* **What you are asked to do**: Up to and including the line with "Target: green tree", restate the material below word for word, beginning with its first line.

* **Dataset entries**:

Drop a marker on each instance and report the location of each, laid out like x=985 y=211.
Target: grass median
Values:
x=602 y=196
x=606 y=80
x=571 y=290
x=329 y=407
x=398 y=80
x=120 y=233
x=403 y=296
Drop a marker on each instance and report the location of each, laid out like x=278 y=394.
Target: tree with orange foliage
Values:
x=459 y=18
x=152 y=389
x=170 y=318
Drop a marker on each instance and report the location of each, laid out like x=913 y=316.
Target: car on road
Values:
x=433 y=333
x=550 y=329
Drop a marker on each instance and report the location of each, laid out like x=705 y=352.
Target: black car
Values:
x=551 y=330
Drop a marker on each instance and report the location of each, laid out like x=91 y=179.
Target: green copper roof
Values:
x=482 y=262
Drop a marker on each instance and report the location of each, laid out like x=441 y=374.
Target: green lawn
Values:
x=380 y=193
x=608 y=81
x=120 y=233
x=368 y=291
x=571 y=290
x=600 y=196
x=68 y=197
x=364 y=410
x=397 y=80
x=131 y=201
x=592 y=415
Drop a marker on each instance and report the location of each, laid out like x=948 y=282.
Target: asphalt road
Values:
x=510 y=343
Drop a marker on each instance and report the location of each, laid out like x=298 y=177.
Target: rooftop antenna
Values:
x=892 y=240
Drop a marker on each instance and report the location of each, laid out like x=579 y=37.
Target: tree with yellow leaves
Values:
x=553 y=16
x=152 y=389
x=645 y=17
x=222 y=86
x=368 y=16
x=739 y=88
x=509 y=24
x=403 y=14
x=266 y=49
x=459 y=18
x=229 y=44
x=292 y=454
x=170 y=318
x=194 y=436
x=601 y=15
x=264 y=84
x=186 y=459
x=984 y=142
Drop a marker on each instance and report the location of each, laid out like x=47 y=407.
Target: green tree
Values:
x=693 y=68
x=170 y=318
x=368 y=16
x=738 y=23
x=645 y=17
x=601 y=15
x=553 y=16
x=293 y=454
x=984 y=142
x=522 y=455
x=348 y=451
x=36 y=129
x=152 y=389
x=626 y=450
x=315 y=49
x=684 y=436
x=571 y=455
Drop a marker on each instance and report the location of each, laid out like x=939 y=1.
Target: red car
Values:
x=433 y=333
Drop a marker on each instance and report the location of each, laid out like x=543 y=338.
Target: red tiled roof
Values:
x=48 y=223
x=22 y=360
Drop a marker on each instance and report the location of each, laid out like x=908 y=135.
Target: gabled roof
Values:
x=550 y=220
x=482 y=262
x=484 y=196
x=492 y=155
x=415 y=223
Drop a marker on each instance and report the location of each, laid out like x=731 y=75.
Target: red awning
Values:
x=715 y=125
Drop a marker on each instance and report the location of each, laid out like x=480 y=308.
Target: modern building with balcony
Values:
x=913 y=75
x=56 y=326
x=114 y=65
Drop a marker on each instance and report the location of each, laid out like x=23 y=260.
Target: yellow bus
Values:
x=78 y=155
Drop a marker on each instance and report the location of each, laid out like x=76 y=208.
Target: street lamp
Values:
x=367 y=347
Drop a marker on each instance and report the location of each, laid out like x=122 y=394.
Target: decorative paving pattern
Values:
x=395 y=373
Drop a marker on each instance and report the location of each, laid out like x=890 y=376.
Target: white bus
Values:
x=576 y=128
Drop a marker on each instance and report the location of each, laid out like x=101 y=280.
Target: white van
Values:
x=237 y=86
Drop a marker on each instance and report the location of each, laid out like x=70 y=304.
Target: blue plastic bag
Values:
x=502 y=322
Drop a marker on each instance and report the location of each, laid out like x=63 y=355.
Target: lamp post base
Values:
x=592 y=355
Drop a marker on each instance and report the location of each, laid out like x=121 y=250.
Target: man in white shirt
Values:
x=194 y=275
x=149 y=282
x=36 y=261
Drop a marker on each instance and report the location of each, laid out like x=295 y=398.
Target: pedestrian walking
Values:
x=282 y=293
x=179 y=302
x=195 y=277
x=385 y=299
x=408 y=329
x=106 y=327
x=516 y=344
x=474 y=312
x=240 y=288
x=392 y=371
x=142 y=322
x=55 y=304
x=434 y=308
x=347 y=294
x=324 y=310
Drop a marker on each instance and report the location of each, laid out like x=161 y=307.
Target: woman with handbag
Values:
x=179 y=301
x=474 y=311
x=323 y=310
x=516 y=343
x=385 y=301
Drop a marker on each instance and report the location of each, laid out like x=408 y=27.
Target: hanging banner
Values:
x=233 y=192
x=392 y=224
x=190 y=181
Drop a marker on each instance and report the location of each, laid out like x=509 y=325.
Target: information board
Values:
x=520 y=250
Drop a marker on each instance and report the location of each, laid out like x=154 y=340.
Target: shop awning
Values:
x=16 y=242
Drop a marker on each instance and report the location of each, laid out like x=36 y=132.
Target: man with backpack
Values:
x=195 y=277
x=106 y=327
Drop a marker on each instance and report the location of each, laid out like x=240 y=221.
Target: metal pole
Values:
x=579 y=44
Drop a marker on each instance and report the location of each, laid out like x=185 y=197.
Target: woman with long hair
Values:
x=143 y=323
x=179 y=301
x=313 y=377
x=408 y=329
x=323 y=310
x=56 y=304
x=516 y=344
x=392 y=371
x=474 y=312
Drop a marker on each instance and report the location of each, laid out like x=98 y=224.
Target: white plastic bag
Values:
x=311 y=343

* **Worked solution**:
Drop a marker on each instance and report the location of each, laid out like x=985 y=211.
Target: grass median
Values:
x=602 y=196
x=606 y=80
x=571 y=290
x=329 y=407
x=398 y=80
x=120 y=233
x=403 y=296
Drop a marker on each instance and report the location of each, laid out like x=278 y=394.
Target: tree with orange foliage
Values:
x=459 y=18
x=152 y=389
x=170 y=318
Drop a marker on each instance and report the location of each, laid out like x=913 y=316.
Target: car on road
Values:
x=433 y=333
x=550 y=329
Drop a marker on each instance and report the location of each, laid out like x=705 y=352.
Target: black car
Values:
x=551 y=330
Drop a marker on each instance and report the location of each, laid out like x=91 y=179.
Target: green copper roof
Values:
x=482 y=262
Drop a marker on each instance and report the location of each, laid out like x=441 y=374.
Target: green lawn
Values:
x=380 y=193
x=608 y=81
x=120 y=233
x=368 y=291
x=571 y=290
x=600 y=196
x=68 y=197
x=364 y=410
x=397 y=80
x=131 y=201
x=592 y=415
Drop a marker on each instance and report the location of each, laid out like x=948 y=282.
Target: asphalt road
Values:
x=510 y=343
Drop a marker on each instance and report the location of each, laid out like x=298 y=177.
Target: rooftop antenna
Values:
x=892 y=240
Drop a marker on each instance and report the location of each, laid out like x=579 y=37.
Target: tree with yellow leaves
Values:
x=553 y=16
x=152 y=389
x=645 y=17
x=222 y=86
x=368 y=16
x=739 y=88
x=509 y=24
x=403 y=14
x=266 y=49
x=459 y=18
x=229 y=44
x=292 y=454
x=170 y=318
x=194 y=436
x=601 y=15
x=264 y=84
x=186 y=459
x=984 y=142
Drop a marker on each instance and report the location of each, laid out like x=47 y=407.
Target: green tree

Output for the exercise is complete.